**Exercise description**.
The following data has a line with "point: tennis racket" and a line with "point: racket strings". Write out exactly those lines and all the lines between them.

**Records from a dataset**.
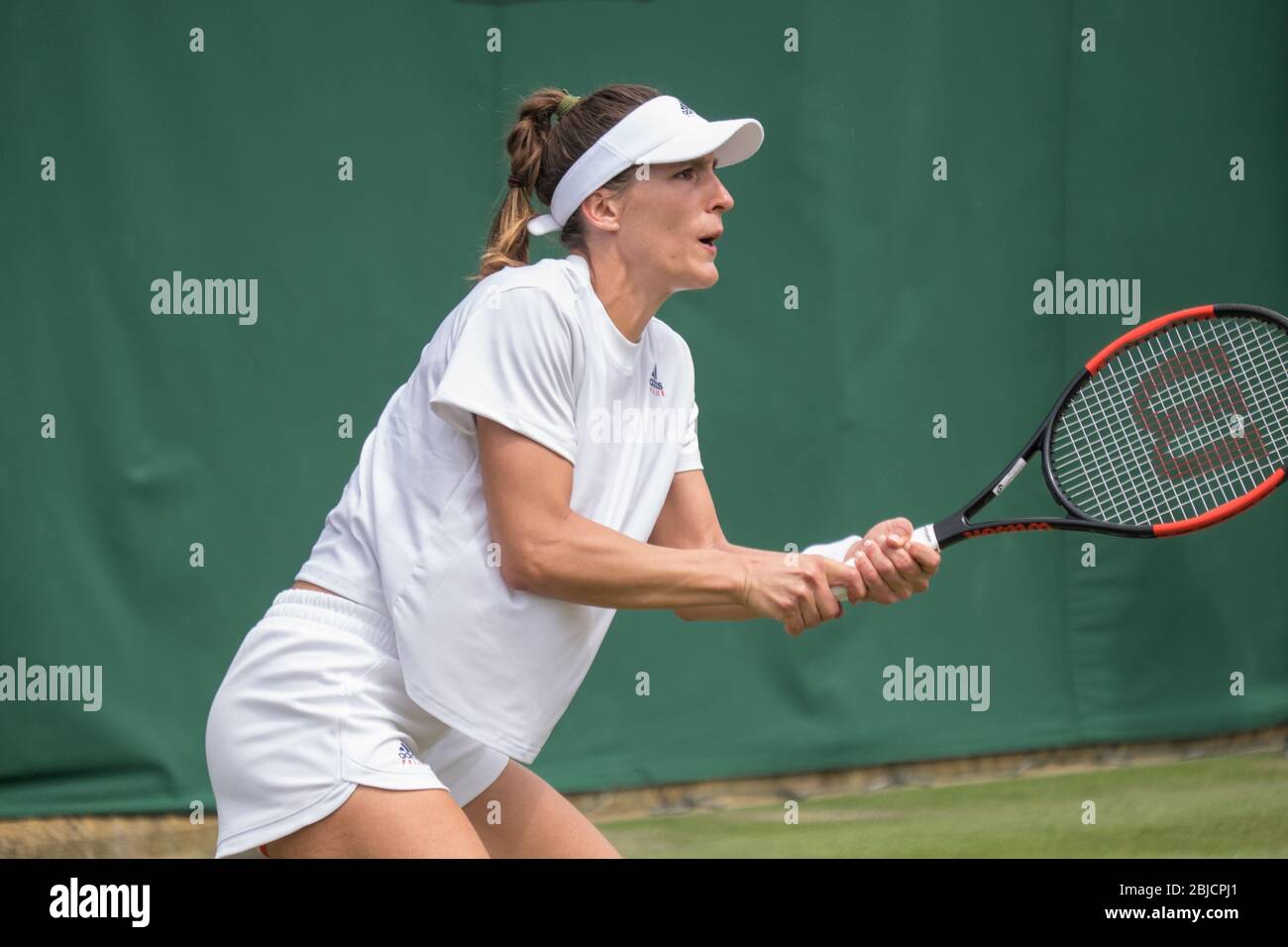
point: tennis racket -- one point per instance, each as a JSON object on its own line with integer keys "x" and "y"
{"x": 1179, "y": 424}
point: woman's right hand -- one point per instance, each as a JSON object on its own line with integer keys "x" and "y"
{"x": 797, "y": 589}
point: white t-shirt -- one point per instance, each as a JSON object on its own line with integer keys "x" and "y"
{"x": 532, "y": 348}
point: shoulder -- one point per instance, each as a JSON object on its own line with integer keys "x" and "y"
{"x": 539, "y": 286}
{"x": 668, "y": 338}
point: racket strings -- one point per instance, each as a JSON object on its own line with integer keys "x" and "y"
==
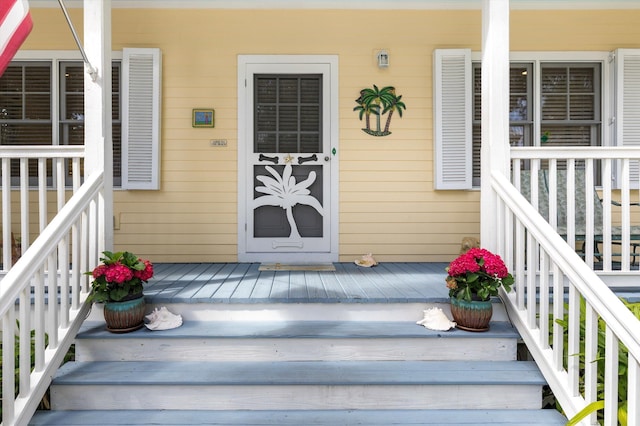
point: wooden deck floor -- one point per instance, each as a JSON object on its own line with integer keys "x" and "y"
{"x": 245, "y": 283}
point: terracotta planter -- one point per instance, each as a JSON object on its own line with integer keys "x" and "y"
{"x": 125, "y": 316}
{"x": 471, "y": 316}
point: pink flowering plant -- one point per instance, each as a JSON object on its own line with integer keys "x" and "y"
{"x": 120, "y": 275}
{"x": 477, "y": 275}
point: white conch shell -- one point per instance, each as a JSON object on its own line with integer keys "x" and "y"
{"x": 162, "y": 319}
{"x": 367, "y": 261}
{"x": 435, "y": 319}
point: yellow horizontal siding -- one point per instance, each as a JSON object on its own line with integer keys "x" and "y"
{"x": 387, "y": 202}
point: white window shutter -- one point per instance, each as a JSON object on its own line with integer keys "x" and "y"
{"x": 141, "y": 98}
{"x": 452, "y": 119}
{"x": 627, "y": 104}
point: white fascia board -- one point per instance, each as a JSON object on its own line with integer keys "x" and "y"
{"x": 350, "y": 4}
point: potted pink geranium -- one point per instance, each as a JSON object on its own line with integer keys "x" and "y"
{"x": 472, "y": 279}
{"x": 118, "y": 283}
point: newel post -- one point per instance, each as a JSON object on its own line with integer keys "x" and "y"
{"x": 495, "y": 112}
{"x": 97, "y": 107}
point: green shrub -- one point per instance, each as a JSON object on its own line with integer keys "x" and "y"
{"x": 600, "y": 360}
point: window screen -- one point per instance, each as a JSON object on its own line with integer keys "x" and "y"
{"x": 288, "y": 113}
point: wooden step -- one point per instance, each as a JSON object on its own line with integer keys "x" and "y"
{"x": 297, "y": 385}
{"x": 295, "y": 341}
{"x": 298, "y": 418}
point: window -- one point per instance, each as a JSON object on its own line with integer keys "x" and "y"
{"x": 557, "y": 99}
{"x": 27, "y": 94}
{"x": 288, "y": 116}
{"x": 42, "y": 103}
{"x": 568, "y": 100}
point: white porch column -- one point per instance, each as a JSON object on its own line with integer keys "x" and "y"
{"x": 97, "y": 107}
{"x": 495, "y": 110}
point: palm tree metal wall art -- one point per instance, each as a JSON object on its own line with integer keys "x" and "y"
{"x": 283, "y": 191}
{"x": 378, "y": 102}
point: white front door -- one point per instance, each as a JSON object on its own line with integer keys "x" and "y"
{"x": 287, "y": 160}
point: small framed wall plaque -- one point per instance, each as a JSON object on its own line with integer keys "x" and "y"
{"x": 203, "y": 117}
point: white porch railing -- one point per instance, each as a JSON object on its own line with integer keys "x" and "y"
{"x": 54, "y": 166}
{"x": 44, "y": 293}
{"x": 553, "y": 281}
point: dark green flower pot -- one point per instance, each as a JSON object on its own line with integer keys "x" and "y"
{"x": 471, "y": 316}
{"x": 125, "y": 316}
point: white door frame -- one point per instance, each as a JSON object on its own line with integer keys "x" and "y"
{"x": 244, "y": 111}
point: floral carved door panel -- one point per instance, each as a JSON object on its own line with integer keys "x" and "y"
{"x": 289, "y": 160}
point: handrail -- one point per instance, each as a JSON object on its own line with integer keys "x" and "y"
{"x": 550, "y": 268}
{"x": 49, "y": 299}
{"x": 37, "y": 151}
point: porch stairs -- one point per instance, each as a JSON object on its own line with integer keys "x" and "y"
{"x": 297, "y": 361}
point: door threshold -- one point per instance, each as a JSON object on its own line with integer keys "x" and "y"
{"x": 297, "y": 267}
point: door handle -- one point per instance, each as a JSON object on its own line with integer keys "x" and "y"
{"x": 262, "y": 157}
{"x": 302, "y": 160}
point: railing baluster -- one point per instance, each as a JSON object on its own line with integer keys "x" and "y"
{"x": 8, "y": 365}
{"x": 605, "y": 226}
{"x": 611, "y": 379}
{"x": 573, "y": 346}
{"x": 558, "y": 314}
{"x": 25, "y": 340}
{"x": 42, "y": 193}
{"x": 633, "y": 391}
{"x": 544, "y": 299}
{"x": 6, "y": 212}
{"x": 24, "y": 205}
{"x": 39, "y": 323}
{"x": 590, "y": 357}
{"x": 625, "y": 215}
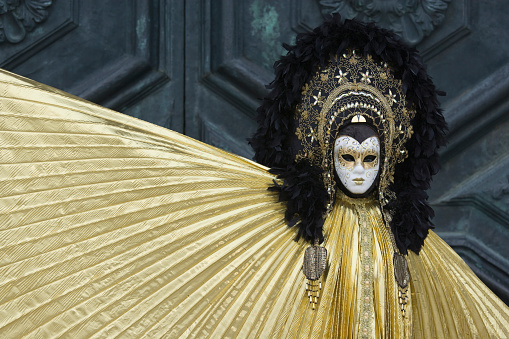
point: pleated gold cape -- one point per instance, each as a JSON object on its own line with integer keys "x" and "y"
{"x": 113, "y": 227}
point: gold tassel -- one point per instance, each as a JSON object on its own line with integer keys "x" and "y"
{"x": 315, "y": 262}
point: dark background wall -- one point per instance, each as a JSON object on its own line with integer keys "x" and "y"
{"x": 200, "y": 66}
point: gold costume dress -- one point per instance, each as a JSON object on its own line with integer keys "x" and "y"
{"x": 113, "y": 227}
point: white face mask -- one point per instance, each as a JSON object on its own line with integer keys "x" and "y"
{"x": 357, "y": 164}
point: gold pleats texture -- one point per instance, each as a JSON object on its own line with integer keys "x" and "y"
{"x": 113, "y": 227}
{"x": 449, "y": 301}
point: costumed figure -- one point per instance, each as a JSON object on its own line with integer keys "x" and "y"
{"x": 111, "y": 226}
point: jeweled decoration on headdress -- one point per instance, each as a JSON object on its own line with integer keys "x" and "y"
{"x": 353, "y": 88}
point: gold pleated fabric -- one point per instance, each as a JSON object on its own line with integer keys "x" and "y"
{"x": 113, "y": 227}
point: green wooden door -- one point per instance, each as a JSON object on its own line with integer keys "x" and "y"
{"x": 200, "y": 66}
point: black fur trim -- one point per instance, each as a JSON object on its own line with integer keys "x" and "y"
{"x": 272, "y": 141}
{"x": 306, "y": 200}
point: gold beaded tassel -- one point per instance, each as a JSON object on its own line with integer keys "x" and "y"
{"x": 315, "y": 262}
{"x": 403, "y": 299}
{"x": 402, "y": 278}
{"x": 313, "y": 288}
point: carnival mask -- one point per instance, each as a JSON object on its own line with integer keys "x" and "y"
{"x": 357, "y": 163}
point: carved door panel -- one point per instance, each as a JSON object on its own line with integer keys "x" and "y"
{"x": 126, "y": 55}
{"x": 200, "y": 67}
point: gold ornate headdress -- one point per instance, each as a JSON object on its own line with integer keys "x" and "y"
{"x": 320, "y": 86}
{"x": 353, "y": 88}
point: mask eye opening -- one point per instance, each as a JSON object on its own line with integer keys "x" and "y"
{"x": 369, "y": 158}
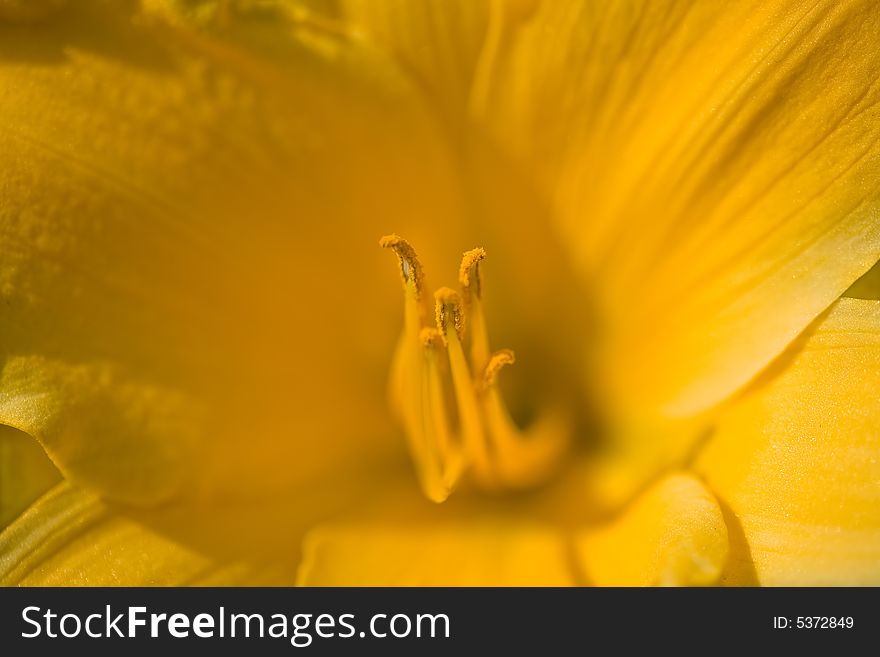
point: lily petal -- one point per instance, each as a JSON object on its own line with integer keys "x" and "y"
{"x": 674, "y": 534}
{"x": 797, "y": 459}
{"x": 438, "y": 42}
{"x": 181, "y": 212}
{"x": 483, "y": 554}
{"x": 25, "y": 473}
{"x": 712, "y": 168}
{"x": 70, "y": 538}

**Output below**.
point: tennis racket -- one point per instance, each as a JSON object on its own line with integer keys "x" and "y"
{"x": 1179, "y": 424}
point: woman's right hand -- one point per instance, each as a JSON object on its own line with integer keys "x" and "y"
{"x": 797, "y": 589}
point: white t-shirt -- one point per instance, each as a JSON object on its own line with integer keys "x" and "y"
{"x": 532, "y": 348}
point: shoulder -- one point per instance, each as a JSON object on its own line with integer keys "x" and "y"
{"x": 539, "y": 286}
{"x": 668, "y": 338}
point: racket strings -- one point per instance, each as a JSON object on its own line with integer keys "x" and "y"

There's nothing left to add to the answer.